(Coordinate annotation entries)
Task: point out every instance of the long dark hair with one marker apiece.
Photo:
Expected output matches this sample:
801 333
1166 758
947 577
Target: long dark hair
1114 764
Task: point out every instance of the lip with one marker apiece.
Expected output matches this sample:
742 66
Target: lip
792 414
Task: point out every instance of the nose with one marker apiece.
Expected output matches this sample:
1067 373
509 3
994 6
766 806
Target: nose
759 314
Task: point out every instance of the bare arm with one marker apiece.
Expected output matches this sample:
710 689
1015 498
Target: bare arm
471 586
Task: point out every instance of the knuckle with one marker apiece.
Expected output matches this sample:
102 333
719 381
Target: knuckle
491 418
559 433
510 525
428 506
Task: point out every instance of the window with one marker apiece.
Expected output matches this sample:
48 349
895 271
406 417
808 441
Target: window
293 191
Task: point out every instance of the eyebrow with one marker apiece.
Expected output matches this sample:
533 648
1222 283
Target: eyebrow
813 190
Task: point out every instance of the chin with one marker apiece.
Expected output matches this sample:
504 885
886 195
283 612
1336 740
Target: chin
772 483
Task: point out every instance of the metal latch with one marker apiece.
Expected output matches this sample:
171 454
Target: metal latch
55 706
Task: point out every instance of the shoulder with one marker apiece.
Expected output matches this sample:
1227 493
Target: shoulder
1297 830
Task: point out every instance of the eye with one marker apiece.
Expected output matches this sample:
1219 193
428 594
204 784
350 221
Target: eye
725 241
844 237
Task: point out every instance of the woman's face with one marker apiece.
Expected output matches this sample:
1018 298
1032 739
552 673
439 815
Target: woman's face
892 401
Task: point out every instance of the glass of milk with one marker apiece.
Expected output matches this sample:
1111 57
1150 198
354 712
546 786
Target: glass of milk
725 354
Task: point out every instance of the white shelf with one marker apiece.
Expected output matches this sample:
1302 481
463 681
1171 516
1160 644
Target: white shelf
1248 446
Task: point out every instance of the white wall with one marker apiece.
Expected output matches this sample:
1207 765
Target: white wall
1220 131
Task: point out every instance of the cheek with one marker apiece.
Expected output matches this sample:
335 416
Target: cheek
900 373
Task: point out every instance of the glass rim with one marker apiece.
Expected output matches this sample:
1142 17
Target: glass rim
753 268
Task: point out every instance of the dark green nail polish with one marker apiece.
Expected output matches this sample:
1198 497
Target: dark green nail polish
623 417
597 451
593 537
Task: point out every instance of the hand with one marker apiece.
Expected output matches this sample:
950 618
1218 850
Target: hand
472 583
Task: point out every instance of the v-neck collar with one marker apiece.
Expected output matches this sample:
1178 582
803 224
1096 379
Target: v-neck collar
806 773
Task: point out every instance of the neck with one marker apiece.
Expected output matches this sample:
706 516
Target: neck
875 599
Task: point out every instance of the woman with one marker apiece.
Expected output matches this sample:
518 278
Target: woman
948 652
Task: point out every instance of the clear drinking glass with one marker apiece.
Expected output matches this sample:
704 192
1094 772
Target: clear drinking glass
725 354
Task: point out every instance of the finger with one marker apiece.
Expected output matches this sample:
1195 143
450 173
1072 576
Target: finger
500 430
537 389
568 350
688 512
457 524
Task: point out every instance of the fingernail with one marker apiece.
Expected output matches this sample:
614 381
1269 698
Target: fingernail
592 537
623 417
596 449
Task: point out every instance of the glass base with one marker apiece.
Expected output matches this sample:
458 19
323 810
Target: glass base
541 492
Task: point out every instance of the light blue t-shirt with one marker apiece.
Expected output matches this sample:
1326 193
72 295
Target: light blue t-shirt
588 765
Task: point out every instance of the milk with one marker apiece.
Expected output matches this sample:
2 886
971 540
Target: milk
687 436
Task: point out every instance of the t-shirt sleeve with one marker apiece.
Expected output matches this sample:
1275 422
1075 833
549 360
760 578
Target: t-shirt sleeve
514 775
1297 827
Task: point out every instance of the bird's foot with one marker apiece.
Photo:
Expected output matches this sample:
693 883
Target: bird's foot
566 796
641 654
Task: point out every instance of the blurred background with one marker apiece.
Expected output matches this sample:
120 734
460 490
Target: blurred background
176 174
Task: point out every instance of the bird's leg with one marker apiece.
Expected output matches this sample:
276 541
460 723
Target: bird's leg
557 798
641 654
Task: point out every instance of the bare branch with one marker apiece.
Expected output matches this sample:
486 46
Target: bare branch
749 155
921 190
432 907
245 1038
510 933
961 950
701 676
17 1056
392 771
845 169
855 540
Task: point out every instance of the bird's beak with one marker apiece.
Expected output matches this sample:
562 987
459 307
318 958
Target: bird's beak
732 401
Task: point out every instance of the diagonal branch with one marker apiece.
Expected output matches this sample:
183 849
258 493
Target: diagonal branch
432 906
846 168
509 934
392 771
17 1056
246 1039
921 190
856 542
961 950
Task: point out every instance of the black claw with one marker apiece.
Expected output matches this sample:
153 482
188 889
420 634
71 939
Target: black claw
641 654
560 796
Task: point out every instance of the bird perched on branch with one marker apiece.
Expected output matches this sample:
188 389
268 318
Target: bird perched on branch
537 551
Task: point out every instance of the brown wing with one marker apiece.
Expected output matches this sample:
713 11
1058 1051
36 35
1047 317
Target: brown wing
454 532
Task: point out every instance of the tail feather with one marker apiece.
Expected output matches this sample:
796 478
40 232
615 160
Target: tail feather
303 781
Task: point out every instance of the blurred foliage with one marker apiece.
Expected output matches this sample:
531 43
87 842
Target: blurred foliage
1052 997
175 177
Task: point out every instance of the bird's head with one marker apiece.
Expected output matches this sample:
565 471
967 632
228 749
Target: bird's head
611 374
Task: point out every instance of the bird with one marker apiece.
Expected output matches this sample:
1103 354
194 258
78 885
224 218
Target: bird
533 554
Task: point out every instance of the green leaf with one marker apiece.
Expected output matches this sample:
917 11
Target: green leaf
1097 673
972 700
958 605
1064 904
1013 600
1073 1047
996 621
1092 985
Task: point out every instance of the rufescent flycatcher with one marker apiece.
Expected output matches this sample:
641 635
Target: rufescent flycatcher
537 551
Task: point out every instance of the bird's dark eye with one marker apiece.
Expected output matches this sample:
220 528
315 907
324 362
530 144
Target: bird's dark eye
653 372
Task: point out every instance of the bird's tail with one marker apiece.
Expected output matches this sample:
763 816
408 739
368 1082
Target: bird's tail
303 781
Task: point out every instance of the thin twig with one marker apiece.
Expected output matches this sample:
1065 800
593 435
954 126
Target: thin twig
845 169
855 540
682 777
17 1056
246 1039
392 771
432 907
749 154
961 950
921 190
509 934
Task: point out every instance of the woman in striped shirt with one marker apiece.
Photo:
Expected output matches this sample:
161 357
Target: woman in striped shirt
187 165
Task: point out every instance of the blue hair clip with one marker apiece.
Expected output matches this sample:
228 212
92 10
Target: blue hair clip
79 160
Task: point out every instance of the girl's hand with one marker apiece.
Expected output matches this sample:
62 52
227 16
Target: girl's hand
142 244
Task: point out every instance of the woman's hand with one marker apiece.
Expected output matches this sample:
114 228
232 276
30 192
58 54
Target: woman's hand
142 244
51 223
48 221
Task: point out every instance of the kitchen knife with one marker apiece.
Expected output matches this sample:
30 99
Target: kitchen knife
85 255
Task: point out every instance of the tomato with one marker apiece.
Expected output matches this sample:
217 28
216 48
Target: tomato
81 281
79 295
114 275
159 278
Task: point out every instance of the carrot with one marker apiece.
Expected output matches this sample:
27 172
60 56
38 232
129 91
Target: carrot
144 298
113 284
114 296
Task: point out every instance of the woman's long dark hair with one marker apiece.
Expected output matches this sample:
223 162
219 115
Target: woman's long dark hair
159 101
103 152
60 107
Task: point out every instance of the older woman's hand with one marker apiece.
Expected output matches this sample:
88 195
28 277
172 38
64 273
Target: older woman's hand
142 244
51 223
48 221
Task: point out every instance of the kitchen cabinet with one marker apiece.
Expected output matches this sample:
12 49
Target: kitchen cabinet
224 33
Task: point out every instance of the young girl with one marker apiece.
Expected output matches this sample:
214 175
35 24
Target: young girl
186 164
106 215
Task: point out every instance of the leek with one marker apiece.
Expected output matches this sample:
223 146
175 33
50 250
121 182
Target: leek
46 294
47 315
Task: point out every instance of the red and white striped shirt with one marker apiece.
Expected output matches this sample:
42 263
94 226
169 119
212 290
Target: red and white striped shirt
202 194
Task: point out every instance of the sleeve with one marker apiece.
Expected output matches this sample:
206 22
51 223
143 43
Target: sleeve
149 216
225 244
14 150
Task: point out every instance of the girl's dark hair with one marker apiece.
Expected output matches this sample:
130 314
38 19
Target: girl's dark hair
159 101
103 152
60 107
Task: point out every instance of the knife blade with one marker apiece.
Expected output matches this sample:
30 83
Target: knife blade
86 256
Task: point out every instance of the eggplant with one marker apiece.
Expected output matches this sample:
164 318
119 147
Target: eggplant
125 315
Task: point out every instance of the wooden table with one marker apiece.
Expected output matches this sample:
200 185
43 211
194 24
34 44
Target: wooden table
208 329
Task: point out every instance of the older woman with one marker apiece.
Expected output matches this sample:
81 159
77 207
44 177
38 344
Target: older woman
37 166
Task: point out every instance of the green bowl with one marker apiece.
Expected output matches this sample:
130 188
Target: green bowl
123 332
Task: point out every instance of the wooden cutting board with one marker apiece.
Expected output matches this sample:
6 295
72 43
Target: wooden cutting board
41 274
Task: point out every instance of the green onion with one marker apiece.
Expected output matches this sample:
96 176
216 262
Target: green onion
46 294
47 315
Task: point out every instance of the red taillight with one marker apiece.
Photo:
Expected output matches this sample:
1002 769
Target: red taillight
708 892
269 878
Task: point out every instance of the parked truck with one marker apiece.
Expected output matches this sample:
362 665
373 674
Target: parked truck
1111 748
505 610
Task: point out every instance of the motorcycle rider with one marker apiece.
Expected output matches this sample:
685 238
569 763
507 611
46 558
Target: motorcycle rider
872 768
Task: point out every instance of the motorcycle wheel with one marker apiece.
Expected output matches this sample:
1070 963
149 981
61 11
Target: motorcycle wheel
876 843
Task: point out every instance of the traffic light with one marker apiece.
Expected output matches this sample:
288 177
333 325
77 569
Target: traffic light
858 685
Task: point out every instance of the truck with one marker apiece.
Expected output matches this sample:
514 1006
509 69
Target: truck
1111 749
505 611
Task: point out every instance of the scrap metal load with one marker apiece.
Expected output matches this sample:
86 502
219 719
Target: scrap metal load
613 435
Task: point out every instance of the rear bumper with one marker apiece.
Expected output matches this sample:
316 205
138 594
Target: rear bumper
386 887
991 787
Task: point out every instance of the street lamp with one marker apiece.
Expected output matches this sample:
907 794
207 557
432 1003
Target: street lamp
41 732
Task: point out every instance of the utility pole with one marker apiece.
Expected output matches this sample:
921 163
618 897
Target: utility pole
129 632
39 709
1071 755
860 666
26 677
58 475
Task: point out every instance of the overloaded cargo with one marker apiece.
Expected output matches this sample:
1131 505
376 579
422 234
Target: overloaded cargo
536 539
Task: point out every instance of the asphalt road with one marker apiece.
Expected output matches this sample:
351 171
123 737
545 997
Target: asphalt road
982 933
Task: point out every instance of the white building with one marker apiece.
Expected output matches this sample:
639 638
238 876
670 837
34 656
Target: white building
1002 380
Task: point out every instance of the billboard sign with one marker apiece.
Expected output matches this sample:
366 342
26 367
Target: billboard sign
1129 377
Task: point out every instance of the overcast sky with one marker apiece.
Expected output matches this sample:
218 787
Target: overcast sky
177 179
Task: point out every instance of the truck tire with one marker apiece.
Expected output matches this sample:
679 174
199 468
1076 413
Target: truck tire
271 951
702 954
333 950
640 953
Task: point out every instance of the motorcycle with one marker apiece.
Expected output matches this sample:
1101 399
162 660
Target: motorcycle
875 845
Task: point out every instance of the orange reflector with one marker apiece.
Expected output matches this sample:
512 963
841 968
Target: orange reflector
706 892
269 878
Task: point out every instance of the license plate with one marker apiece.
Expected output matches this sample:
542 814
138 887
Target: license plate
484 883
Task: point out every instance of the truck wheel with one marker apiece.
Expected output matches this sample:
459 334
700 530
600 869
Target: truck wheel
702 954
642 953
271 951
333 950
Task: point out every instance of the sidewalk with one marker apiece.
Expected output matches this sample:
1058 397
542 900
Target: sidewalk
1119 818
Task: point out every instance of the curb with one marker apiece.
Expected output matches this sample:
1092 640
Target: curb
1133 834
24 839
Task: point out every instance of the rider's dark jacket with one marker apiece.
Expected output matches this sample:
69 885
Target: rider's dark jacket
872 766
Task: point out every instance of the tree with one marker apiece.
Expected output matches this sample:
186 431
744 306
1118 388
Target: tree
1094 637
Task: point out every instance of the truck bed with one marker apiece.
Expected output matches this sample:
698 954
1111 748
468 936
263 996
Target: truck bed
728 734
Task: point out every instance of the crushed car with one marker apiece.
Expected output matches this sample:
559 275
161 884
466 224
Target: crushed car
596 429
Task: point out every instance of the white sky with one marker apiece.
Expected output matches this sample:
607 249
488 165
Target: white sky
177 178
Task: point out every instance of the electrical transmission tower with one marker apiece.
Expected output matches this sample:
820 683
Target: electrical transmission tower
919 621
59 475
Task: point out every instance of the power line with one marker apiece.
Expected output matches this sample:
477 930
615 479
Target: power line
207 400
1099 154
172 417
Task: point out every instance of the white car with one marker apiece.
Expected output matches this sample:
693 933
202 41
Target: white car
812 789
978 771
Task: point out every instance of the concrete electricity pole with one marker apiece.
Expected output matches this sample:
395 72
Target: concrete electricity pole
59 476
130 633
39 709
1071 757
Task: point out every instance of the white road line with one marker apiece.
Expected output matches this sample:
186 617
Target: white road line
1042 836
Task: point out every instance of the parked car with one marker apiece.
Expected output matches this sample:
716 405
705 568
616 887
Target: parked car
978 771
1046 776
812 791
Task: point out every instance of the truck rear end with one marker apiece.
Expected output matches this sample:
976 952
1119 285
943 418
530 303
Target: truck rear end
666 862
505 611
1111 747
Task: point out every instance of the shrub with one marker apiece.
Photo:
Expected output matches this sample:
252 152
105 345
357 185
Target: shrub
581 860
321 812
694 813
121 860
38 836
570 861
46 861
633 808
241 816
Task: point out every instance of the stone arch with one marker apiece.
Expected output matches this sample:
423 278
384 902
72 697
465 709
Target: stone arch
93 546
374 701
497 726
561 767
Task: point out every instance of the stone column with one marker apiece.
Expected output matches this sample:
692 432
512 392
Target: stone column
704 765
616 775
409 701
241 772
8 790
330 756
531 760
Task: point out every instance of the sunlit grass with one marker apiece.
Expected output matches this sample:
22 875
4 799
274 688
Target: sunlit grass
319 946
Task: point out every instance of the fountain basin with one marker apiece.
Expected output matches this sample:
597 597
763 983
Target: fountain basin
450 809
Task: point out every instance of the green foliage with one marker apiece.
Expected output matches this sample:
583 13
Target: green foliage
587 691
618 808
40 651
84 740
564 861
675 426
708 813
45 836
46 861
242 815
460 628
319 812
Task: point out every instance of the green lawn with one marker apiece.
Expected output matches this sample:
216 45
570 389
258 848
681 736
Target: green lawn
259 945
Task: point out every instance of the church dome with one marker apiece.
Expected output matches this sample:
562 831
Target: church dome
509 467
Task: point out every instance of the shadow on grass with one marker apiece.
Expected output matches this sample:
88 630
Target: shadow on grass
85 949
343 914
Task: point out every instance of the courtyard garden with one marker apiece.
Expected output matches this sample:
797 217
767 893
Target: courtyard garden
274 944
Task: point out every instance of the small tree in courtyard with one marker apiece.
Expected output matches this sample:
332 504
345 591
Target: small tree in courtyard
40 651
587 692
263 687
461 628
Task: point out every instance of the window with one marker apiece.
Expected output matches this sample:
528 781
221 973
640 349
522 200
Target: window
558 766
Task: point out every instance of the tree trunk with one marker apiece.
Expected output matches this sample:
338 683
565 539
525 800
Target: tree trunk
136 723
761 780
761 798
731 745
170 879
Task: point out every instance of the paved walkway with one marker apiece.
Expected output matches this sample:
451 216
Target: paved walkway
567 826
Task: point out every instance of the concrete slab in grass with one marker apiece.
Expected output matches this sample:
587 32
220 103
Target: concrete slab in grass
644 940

→ Exercise instructions: Please extract exactly, and only, the lines from the line containing "Task: point out every instance of the green foliage" through the last line of the records.

→ Response to this exercise:
Task: point out every instance of the green foliage with one marker apiece.
Expected output matches this sample:
583 13
Target: green foliage
587 691
618 808
40 651
84 740
564 861
675 426
708 813
45 836
46 861
242 815
460 628
319 812
Task: point out every instance of the green lawn with one marker apiece.
Expected output matches this sample:
216 45
570 389
258 848
681 736
Target: green lawn
259 945
Task: point out every instance of the church dome with one marker apiece.
Expected output matches this sample:
562 831
Target: church dome
509 467
Task: point out every instance of the shadow on grass with one marker apiece.
Expected output matches this sample:
88 630
Target: shadow on grass
85 949
343 914
Task: point out every instance of the courtyard garden with one marker apiece.
Expected output matches this sample:
797 217
767 893
Target: courtyard garden
274 944
Task: point out every instance of the small tree in courtyard with one marker apiece.
Expected output matches this sample:
332 504
345 591
Target: small tree in courtyard
40 651
587 692
263 687
461 628
Task: point out every instance of the window with one marker apiece.
Expected output matches this sample:
528 781
221 973
640 349
522 200
Target: window
558 766
Task: point out every instance of the tree trunk with one marker apiece.
Expected output matches this sample:
338 683
565 539
525 800
Target: tree trunk
136 723
761 780
761 798
731 745
170 879
Task: point out every instance of the paved walkway with one marker apiece.
Expected output matches this sample:
451 216
Target: paved walkway
567 826
Task: point out every instance of the concrete slab in grass with one marker apiece.
Expected output matches this sample:
587 32
220 103
Target: concrete slab in grass
644 940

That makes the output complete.